ЗАДАНИЯ —
**1.** Назовите все сведения о нечистой силе зазеркального происхождения, которые, по тексту для чтения, обычно замалчиваются.
**2.** Согласуются ли с текстом для чтения эти утверждения? (a) Самые мирные двойники приходят из кривого зеркала. (b) Арсик в зеркале улыбался. (c) Когда рассказчик отступил на шаг, Арсик остался в зеркале. На каждое ответьте «да» или «нет» и приведите решающие слова текста.
**3.** Приведите без изменений тот отрывок текста для чтения, который открывается словами «Существует неписаный канон, согласно» и закрывается словами «и событийных хитросплетениях.».
*** ТЕКСТ ДЛЯ ЧТЕНИЯ ***
В массе же оборотни — нечистая сила различной формации, от чертей до научно-фантастических призраков новейшего времени, исчадий кибернетики, автоматики и робототехники.

Существует неписаный канон, согласно которому нечистая сила зазеркального происхождения освобождена от анкетного оброка. Ранги, связи, даты и истоки ее обычно замалчиваются, что нарабатывает выходцам из потусторонности всяческие дополнительные ореолы: романтической недосказанности, таинственности или даже исторического сиротства, а также и соответствующие льготы вроде свободных эволюции в пространстве, времени, психологических обстоятельствах и событийных хитросплетениях.

Самые мирные двойники приходят к нам в компанию из кривого зеркала — и мы их подчас весело приветствуем: обзавестись пародией на себя куда предпочтительней, чем приобрести палача или даже просто пажа с адскими знаками различия в петлицах. Чуть ли не предел критической агрессивности кривых зеркал — немой укор.

У современного писателя Александра Житинского отрицательный персонаж повести «Арсик», что называется, «нехороший человек», входит в павильон кривых зеркал:

«Какой я на самом деле?.. Вот узенький, вот широкий, с короткими ножками, вот у меня огромное лицо, а вот маленькое. Здесь я извиваюсь, как змея, а там переворачиваюсь вверх ногами. Моя форма непрерывно меняется, и все же что-то остается такое, позволяющее узнавать меня в самых невероятных метаморфозах». Насмешливая и неглубокая «кривизна», играющая легкими зрительными каламбурами…

Но вот зеркало включает второй круг своих возможностей. Заполняется застывшим изображением, портретом — или даже отвлеченной памятью, для которой видимые черты — всего лишь метафора чего-то невидимого: характера, судьбы, конфликта:

«И вдруг я увидел в одном из зеркал Арсика. Он стоял во весь рост и улыбался, глядя на меня. В глазах его было сияние. В одно мгновение почему-то мне вспомнилась та картинка поразительной ясности — летающий над зеленой лужайкой мальчик, — которую впервые показал мне Арсик. От неожиданности я отступил на шаг, и Арсик исчез из зеркала. Тогда я осторожно нашел точку, из которой он был виден, и принялся его разглядывать. Арсик был неподвижен — моментальный кадр, оставшийся в зеркале».
*** ИСХОДНЫЕ ДАННЫЕ ***
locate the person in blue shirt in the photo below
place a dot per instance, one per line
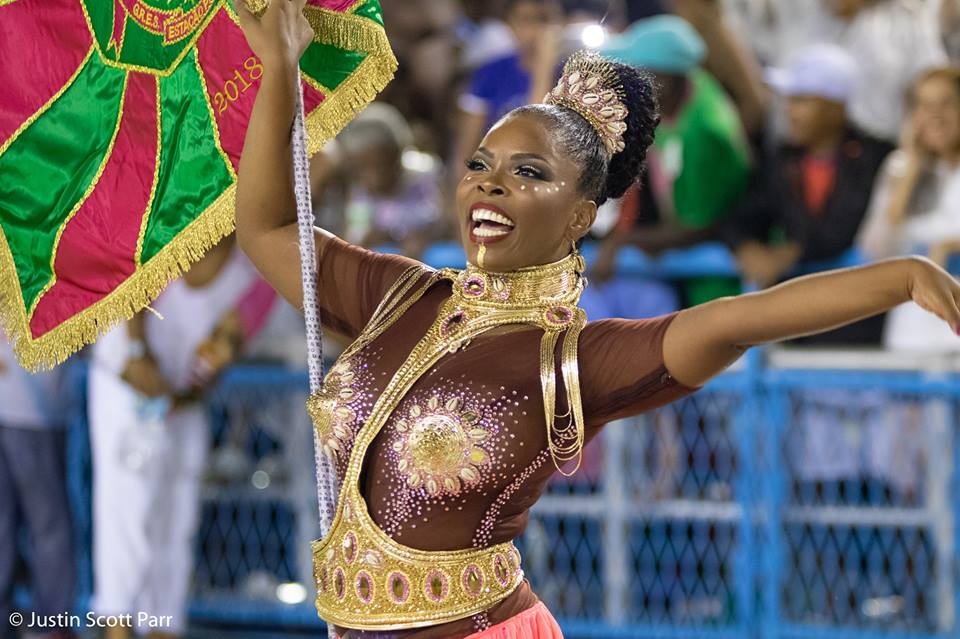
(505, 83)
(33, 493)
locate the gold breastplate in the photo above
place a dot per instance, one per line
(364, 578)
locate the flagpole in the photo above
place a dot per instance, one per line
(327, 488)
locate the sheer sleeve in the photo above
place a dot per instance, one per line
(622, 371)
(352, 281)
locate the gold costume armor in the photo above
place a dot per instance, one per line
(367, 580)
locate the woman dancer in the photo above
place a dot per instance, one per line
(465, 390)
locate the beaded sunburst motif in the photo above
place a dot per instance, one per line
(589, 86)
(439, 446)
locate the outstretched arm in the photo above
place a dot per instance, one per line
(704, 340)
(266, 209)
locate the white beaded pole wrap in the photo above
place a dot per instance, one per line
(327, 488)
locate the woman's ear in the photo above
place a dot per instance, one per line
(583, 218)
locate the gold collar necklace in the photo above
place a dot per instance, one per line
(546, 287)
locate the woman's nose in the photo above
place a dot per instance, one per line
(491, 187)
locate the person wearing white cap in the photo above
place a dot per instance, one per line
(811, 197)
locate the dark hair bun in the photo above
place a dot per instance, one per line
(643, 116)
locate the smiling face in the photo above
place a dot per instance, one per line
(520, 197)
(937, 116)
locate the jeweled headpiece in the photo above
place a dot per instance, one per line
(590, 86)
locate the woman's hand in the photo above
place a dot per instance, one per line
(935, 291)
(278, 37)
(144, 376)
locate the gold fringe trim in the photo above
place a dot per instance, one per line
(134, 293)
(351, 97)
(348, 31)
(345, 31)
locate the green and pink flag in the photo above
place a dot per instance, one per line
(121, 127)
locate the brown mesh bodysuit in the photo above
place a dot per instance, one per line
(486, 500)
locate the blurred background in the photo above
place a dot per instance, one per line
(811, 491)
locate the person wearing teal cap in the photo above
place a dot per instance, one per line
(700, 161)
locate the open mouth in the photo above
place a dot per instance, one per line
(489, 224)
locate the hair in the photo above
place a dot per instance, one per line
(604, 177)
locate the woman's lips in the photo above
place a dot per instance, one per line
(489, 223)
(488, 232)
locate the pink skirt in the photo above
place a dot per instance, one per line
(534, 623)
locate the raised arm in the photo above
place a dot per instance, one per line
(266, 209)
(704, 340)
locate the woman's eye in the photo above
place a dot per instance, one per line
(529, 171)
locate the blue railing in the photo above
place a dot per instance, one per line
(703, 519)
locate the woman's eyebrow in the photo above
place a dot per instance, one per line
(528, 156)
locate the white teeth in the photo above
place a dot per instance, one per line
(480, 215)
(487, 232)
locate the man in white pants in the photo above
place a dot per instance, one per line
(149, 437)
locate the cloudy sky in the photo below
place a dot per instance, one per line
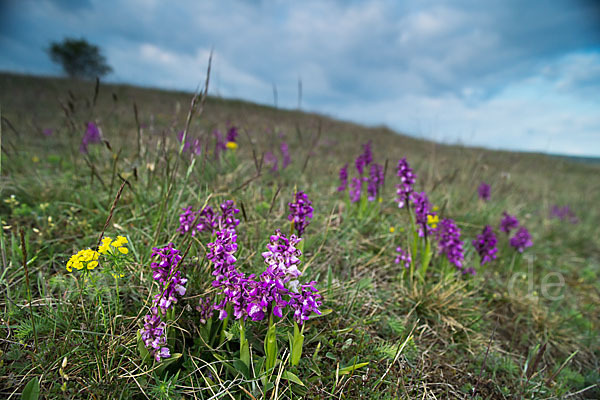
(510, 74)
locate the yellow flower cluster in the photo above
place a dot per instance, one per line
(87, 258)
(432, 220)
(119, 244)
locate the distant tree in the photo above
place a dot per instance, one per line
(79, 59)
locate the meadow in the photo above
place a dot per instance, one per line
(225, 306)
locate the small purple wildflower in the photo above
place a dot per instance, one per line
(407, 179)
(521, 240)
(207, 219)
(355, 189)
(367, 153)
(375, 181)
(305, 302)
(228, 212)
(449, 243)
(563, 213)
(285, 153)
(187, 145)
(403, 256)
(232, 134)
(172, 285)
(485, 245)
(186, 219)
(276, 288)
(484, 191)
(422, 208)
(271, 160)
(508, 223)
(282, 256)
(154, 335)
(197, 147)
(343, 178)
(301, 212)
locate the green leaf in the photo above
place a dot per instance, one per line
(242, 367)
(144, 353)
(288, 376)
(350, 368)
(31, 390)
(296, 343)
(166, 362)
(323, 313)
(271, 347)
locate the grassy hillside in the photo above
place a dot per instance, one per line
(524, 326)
***
ОТВЕТЫ ПО ЗАДАНИЯМ —
**1.** Ранги, связи, даты и истоки.

**2.**
(a) Да: «Самые мирные двойники приходят к нам в компанию из кривого зеркала».
(b) Да: «Он стоял во весь рост и улыбался, глядя на меня».
(c) Нет: «От неожиданности я отступил на шаг, и Арсик исчез из зеркала».

**3.**
Существует неписаный канон, согласно которому нечистая сила зазеркального происхождения освобождена от анкетного оброка. Ранги, связи, даты и истоки ее обычно замалчиваются, что нарабатывает выходцам из потусторонности всяческие дополнительные ореолы: романтической недосказанности, таинственности или даже исторического сиротства, а также и соответствующие льготы вроде свободных эволюции в пространстве, времени, психологических обстоятельствах и событийных хитросплетениях.